| Task brief |
With the images removed, write out every line below exactly.
--- Excerpted data ---
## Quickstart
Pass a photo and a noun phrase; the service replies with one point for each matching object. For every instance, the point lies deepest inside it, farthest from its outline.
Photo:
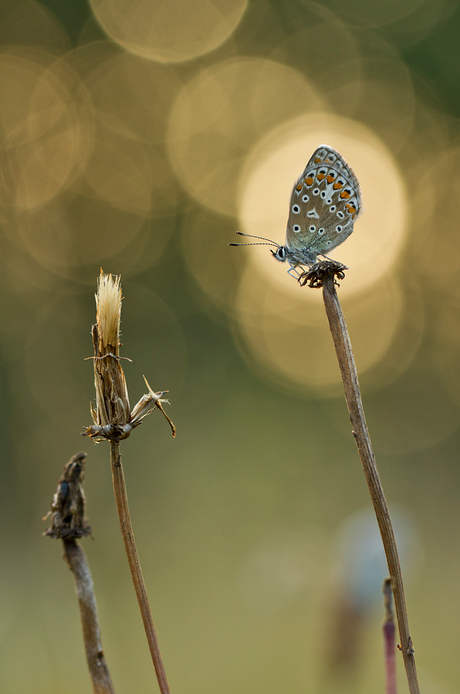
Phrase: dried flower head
(112, 416)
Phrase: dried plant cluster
(112, 417)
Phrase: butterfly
(325, 203)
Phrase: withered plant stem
(100, 676)
(121, 500)
(347, 365)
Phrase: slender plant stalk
(389, 640)
(99, 672)
(68, 523)
(360, 431)
(121, 500)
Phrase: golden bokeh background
(138, 137)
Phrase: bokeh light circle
(171, 31)
(287, 337)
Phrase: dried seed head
(108, 304)
(112, 416)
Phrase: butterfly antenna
(268, 242)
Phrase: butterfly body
(325, 202)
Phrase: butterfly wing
(325, 202)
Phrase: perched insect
(325, 203)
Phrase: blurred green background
(137, 137)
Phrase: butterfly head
(280, 253)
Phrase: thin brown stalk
(121, 500)
(68, 522)
(324, 275)
(389, 641)
(99, 672)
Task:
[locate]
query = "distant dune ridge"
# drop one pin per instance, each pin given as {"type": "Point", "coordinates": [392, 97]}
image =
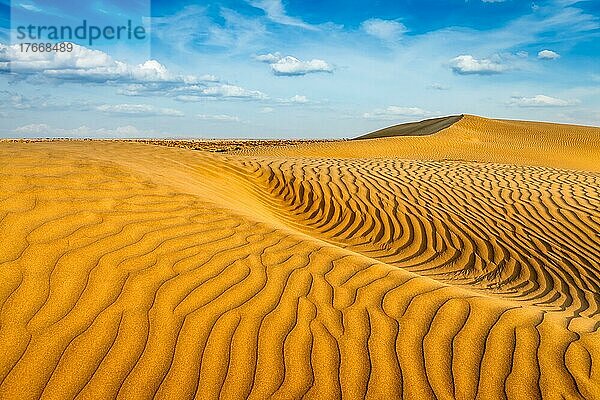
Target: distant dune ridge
{"type": "Point", "coordinates": [462, 263]}
{"type": "Point", "coordinates": [422, 128]}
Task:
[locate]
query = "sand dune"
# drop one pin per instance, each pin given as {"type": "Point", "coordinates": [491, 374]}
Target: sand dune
{"type": "Point", "coordinates": [453, 265]}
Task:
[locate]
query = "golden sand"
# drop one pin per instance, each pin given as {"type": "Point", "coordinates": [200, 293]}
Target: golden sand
{"type": "Point", "coordinates": [463, 264]}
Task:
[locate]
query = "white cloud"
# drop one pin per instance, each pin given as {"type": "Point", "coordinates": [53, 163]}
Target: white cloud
{"type": "Point", "coordinates": [219, 118]}
{"type": "Point", "coordinates": [541, 101]}
{"type": "Point", "coordinates": [438, 86]}
{"type": "Point", "coordinates": [468, 65]}
{"type": "Point", "coordinates": [548, 55]}
{"type": "Point", "coordinates": [270, 58]}
{"type": "Point", "coordinates": [291, 66]}
{"type": "Point", "coordinates": [388, 30]}
{"type": "Point", "coordinates": [138, 109]}
{"type": "Point", "coordinates": [150, 78]}
{"type": "Point", "coordinates": [85, 65]}
{"type": "Point", "coordinates": [232, 91]}
{"type": "Point", "coordinates": [397, 112]}
{"type": "Point", "coordinates": [30, 7]}
{"type": "Point", "coordinates": [276, 12]}
{"type": "Point", "coordinates": [297, 99]}
{"type": "Point", "coordinates": [44, 130]}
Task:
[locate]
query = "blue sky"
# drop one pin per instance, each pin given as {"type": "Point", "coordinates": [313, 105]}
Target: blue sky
{"type": "Point", "coordinates": [291, 68]}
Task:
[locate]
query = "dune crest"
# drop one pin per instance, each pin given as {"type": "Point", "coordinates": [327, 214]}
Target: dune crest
{"type": "Point", "coordinates": [136, 271]}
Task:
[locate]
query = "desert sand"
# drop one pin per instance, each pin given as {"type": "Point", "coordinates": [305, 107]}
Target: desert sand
{"type": "Point", "coordinates": [462, 263]}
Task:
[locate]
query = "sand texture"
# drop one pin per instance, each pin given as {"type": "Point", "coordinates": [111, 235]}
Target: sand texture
{"type": "Point", "coordinates": [461, 264]}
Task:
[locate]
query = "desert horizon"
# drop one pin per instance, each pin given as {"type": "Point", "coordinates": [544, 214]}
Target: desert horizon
{"type": "Point", "coordinates": [289, 199]}
{"type": "Point", "coordinates": [422, 263]}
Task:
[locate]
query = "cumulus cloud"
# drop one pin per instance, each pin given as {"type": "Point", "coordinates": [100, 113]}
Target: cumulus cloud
{"type": "Point", "coordinates": [219, 118]}
{"type": "Point", "coordinates": [196, 93]}
{"type": "Point", "coordinates": [269, 58]}
{"type": "Point", "coordinates": [438, 86]}
{"type": "Point", "coordinates": [541, 101]}
{"type": "Point", "coordinates": [84, 65]}
{"type": "Point", "coordinates": [297, 99]}
{"type": "Point", "coordinates": [292, 66]}
{"type": "Point", "coordinates": [143, 110]}
{"type": "Point", "coordinates": [275, 11]}
{"type": "Point", "coordinates": [30, 7]}
{"type": "Point", "coordinates": [469, 65]}
{"type": "Point", "coordinates": [150, 78]}
{"type": "Point", "coordinates": [44, 130]}
{"type": "Point", "coordinates": [388, 30]}
{"type": "Point", "coordinates": [548, 55]}
{"type": "Point", "coordinates": [397, 112]}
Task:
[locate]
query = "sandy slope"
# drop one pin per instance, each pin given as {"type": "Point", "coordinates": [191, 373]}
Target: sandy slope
{"type": "Point", "coordinates": [135, 271]}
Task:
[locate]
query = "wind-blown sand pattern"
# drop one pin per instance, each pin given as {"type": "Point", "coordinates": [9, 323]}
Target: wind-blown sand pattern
{"type": "Point", "coordinates": [397, 267]}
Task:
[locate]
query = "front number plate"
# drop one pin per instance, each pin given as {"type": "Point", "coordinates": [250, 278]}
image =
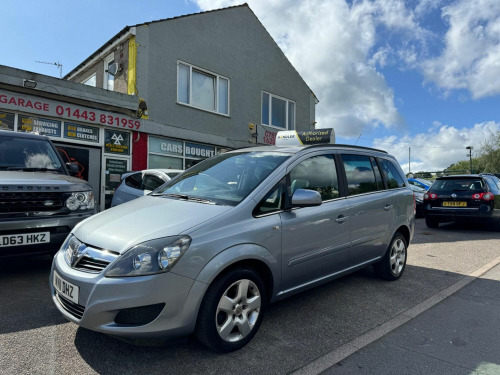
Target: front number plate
{"type": "Point", "coordinates": [65, 288]}
{"type": "Point", "coordinates": [24, 239]}
{"type": "Point", "coordinates": [454, 204]}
---
| Answer space |
## Quickstart
Pass a photo and a noun phrase; the service replies with one point for each matching object. For every instance, the point lies deepest inside it, farthest from its outline.
Photo:
Phrase: dried flower head
(112, 416)
Phrase: dried plant cluster
(112, 417)
Phrase: butterfly
(325, 203)
Phrase: withered plant stem
(100, 676)
(121, 500)
(347, 365)
Phrase: slender plant stalk
(389, 640)
(99, 672)
(68, 523)
(360, 431)
(121, 500)
Phrase: golden bokeh background
(138, 137)
Phrase: bokeh light circle
(171, 31)
(287, 337)
Phrase: dried seed head
(108, 304)
(112, 416)
Phrase: butterfly antenna
(268, 242)
Phrase: butterfly body
(325, 202)
Phrase: butterfly wing
(325, 202)
Phrase: perched insect
(325, 203)
Phrase: blurred green background
(137, 137)
Phrase: butterfly head
(280, 253)
Phrase: thin brown stalk
(121, 500)
(68, 522)
(324, 275)
(389, 641)
(99, 672)
Task:
[locate]
query = "distant dune ridge"
# drop one pin per instance, each pin given as {"type": "Point", "coordinates": [392, 97]}
image =
Target: distant dune ridge
{"type": "Point", "coordinates": [462, 263]}
{"type": "Point", "coordinates": [422, 128]}
Task:
[locate]
query = "sand dune"
# drop one pin per instance, each pin given as {"type": "Point", "coordinates": [491, 374]}
Target: sand dune
{"type": "Point", "coordinates": [453, 265]}
Task:
[locate]
query = "golden sand"
# drop one pin per instance, each pin given as {"type": "Point", "coordinates": [200, 293]}
Target: golden sand
{"type": "Point", "coordinates": [463, 264]}
Task:
[locate]
query = "white cloud"
# drop one pin per instance, each pin given as {"type": "Point", "coordinates": [53, 163]}
Target: white cloud
{"type": "Point", "coordinates": [219, 118]}
{"type": "Point", "coordinates": [541, 101]}
{"type": "Point", "coordinates": [438, 86]}
{"type": "Point", "coordinates": [468, 65]}
{"type": "Point", "coordinates": [548, 55]}
{"type": "Point", "coordinates": [270, 58]}
{"type": "Point", "coordinates": [291, 66]}
{"type": "Point", "coordinates": [388, 30]}
{"type": "Point", "coordinates": [138, 109]}
{"type": "Point", "coordinates": [150, 78]}
{"type": "Point", "coordinates": [85, 65]}
{"type": "Point", "coordinates": [232, 91]}
{"type": "Point", "coordinates": [397, 112]}
{"type": "Point", "coordinates": [30, 7]}
{"type": "Point", "coordinates": [276, 12]}
{"type": "Point", "coordinates": [297, 99]}
{"type": "Point", "coordinates": [44, 130]}
Task:
[locate]
query = "blue sky"
# drop one pin per instance, each pin given as {"type": "Point", "coordinates": [313, 105]}
Target: blue sky
{"type": "Point", "coordinates": [291, 68]}
Task:
[locate]
query = "dune crest"
# drop one pin per instance, each pin given as {"type": "Point", "coordinates": [327, 214]}
Target: dune crest
{"type": "Point", "coordinates": [136, 271]}
Task:
[locate]
query = "desert sand"
# drop one pin per instance, each pin given as {"type": "Point", "coordinates": [305, 107]}
Target: desert sand
{"type": "Point", "coordinates": [462, 263]}
Task:
[locate]
query = "sand texture"
# drop one pin per instance, each pin given as {"type": "Point", "coordinates": [111, 235]}
Target: sand texture
{"type": "Point", "coordinates": [461, 264]}
Task:
[locate]
query = "desert horizon"
# drop one pin per instance, each pin given as {"type": "Point", "coordinates": [544, 214]}
Target: desert horizon
{"type": "Point", "coordinates": [289, 199]}
{"type": "Point", "coordinates": [422, 263]}
Task:
[locate]
query = "cumulus cloud"
# drop one pin per instance, each pin given as {"type": "Point", "coordinates": [100, 113]}
Target: cumulus cloud
{"type": "Point", "coordinates": [219, 118]}
{"type": "Point", "coordinates": [196, 93]}
{"type": "Point", "coordinates": [269, 58]}
{"type": "Point", "coordinates": [438, 86]}
{"type": "Point", "coordinates": [541, 101]}
{"type": "Point", "coordinates": [84, 65]}
{"type": "Point", "coordinates": [297, 99]}
{"type": "Point", "coordinates": [292, 66]}
{"type": "Point", "coordinates": [143, 110]}
{"type": "Point", "coordinates": [275, 11]}
{"type": "Point", "coordinates": [30, 7]}
{"type": "Point", "coordinates": [469, 65]}
{"type": "Point", "coordinates": [150, 78]}
{"type": "Point", "coordinates": [44, 130]}
{"type": "Point", "coordinates": [388, 30]}
{"type": "Point", "coordinates": [548, 55]}
{"type": "Point", "coordinates": [397, 112]}
Task:
[locate]
query = "sandy slope"
# drop one pin per instance, each pin given as {"type": "Point", "coordinates": [191, 373]}
Target: sandy slope
{"type": "Point", "coordinates": [135, 271]}
Task:
[locate]
query = "wind-blown sand pattern"
# drop one pin per instance, each pin given as {"type": "Point", "coordinates": [9, 323]}
Target: wind-blown sand pattern
{"type": "Point", "coordinates": [397, 267]}
Task:
[locate]
query = "front number plate"
# drop one pin per instance, each pin given as {"type": "Point", "coordinates": [250, 278]}
image =
Target: front number plate
{"type": "Point", "coordinates": [65, 288]}
{"type": "Point", "coordinates": [24, 239]}
{"type": "Point", "coordinates": [454, 204]}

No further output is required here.